**THE REQUEST:** Rewrite the lines of the material below, from its start through the line containing "pixel 46 49", inclusive, keeping the requests and adding 19 to each coordinate in the answers. Leave the picture out.

-- BEGIN DATASET EXCERPTS --

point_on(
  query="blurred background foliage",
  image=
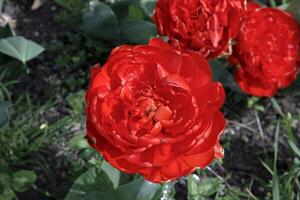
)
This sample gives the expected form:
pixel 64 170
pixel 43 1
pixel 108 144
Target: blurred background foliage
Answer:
pixel 46 49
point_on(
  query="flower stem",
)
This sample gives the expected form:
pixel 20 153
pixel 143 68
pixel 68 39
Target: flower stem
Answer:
pixel 167 190
pixel 273 3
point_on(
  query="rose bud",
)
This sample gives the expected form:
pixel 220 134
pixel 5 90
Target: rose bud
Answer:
pixel 266 51
pixel 202 25
pixel 154 110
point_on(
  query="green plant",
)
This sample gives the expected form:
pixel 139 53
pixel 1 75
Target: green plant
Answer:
pixel 13 182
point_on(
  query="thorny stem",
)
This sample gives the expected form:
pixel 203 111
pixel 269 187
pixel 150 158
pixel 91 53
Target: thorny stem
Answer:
pixel 167 191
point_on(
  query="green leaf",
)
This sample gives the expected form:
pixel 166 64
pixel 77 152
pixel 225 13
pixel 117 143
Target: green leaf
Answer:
pixel 5 176
pixel 1 5
pixel 290 135
pixel 3 112
pixel 139 189
pixel 220 73
pixel 204 188
pixel 294 89
pixel 294 8
pixel 78 142
pixel 20 48
pixel 5 31
pixel 75 100
pixel 92 185
pixel 148 6
pixel 112 172
pixel 192 185
pixel 23 180
pixel 6 193
pixel 101 23
pixel 275 182
pixel 63 3
pixel 135 12
pixel 137 31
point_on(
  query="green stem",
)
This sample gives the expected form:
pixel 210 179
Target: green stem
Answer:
pixel 167 190
pixel 273 3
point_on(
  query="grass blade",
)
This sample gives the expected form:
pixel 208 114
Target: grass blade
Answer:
pixel 275 183
pixel 276 106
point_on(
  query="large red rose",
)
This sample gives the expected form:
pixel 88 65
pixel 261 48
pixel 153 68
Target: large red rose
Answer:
pixel 206 26
pixel 154 110
pixel 266 51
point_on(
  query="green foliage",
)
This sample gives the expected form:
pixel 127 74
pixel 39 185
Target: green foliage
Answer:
pixel 3 112
pixel 100 23
pixel 275 187
pixel 131 31
pixel 1 6
pixel 92 185
pixel 12 182
pixel 198 189
pixel 121 22
pixel 20 48
pixel 139 189
pixel 221 73
pixel 104 183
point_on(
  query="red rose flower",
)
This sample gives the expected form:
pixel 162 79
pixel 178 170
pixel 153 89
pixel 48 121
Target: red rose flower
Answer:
pixel 154 110
pixel 206 26
pixel 266 51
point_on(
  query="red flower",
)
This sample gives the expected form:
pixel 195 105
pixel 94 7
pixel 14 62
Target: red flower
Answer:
pixel 266 51
pixel 206 26
pixel 154 110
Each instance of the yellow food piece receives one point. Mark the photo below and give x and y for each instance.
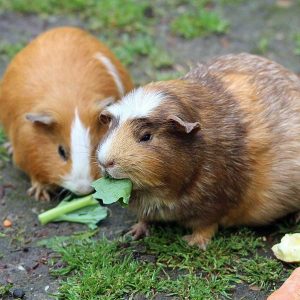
(288, 249)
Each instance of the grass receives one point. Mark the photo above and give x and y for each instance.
(9, 50)
(297, 44)
(130, 28)
(262, 46)
(164, 265)
(5, 289)
(197, 20)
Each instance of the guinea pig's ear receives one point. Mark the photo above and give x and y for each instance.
(182, 125)
(40, 118)
(105, 117)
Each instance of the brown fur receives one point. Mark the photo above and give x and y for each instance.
(241, 167)
(55, 73)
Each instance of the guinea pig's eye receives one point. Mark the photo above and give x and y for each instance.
(62, 152)
(146, 137)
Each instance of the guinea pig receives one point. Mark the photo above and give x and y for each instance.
(51, 97)
(220, 146)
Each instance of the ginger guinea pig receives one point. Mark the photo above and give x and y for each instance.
(51, 97)
(220, 146)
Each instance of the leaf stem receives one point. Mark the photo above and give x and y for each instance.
(58, 211)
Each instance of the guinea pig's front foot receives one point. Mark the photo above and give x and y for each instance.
(139, 230)
(39, 191)
(201, 236)
(9, 148)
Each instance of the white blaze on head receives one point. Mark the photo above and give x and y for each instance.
(111, 69)
(137, 104)
(79, 180)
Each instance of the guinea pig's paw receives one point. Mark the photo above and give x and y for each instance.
(139, 230)
(39, 192)
(197, 240)
(9, 148)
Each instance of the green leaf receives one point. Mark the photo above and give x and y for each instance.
(85, 210)
(111, 190)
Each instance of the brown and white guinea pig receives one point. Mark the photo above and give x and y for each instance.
(51, 97)
(220, 146)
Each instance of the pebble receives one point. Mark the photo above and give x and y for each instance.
(7, 223)
(18, 293)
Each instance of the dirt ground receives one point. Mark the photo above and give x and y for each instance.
(21, 261)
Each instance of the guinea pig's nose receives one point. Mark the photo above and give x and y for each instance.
(110, 164)
(107, 165)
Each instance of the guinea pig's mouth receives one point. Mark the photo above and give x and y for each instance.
(113, 173)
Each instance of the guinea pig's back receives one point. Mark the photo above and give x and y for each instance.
(62, 61)
(268, 100)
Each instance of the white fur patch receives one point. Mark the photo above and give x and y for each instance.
(79, 180)
(104, 148)
(112, 71)
(137, 104)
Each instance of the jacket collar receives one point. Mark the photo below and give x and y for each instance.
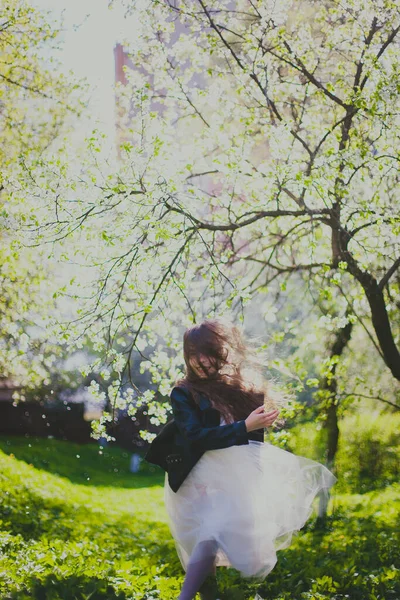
(204, 402)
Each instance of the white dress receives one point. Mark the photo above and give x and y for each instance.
(250, 499)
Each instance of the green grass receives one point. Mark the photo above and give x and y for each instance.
(85, 528)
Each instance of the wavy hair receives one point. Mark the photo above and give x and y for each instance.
(232, 379)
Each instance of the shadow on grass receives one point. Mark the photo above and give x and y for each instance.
(347, 559)
(84, 464)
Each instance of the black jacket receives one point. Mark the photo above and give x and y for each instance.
(194, 430)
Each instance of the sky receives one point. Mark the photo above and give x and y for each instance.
(90, 33)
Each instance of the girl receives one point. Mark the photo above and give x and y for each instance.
(232, 499)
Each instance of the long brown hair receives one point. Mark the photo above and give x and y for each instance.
(233, 378)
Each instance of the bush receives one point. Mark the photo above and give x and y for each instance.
(368, 456)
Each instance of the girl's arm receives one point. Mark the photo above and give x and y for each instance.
(204, 438)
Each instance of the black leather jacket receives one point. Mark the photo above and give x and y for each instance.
(198, 430)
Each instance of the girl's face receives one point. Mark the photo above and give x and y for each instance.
(197, 367)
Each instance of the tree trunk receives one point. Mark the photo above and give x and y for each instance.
(329, 389)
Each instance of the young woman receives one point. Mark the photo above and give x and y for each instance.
(232, 499)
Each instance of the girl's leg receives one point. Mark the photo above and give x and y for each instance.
(200, 565)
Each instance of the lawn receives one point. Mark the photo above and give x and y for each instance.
(77, 525)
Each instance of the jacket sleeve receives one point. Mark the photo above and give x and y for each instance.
(204, 438)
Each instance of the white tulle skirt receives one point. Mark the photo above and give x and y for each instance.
(250, 499)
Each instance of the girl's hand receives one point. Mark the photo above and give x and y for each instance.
(259, 419)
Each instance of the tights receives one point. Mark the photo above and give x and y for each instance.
(200, 565)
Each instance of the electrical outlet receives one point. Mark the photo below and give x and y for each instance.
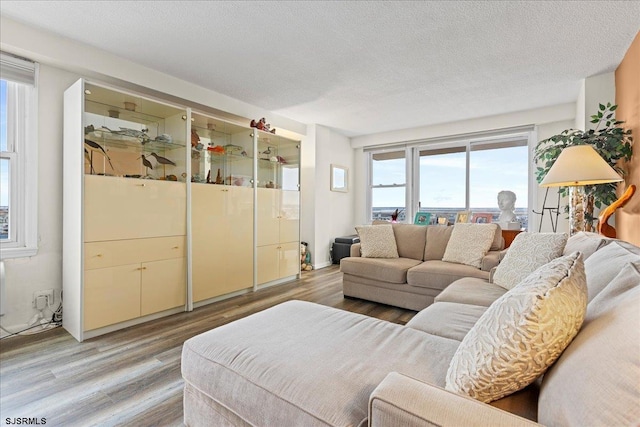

-- END DATASET EXCERPTS --

**TASK SOLUTION:**
point_on(
  query="blurred background foliage",
  image=
)
This sample gives the expected form:
pixel 64 170
pixel 43 1
pixel 108 144
Target: blurred background foliage
Answer:
pixel 65 68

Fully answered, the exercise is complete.